▶ [Directive]: Locate every line in the listing below that contains the word "wooden" and copy each one. A line counts only if its capitalization matches.

▶ [Excerpted data]:
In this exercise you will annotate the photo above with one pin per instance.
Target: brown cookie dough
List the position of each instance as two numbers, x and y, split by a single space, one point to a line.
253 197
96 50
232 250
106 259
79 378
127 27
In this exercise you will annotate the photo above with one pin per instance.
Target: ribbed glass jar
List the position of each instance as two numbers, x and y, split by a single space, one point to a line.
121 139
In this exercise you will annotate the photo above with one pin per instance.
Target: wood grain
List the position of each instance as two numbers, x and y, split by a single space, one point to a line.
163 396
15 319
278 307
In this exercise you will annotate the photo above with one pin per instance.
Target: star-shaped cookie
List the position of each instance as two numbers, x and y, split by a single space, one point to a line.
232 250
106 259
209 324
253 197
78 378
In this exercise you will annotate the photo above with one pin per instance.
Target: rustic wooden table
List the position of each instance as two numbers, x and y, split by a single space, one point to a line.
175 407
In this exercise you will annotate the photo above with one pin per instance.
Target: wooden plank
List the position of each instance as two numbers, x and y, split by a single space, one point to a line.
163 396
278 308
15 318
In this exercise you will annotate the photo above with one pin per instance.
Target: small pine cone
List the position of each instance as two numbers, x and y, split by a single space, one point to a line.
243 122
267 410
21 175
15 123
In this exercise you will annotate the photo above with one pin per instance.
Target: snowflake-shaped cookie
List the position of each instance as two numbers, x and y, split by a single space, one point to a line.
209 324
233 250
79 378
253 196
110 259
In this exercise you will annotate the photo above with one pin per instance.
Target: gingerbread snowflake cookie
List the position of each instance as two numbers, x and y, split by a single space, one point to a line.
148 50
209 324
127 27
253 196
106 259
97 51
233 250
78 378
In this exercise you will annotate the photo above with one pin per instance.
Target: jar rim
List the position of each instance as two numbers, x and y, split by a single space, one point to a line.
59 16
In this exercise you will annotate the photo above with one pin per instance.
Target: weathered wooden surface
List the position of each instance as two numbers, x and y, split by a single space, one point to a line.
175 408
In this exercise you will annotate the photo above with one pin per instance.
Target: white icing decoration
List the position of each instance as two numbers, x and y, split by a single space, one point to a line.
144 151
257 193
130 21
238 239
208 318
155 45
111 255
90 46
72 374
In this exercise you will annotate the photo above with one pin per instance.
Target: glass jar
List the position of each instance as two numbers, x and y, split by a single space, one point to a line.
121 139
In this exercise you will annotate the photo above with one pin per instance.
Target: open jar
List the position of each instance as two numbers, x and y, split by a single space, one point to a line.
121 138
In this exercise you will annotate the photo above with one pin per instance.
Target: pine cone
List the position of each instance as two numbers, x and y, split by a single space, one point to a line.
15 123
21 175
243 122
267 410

▶ [Complete output]:
Target: rustic wooden table
Target: wooden plank
Target: weathered wooden surface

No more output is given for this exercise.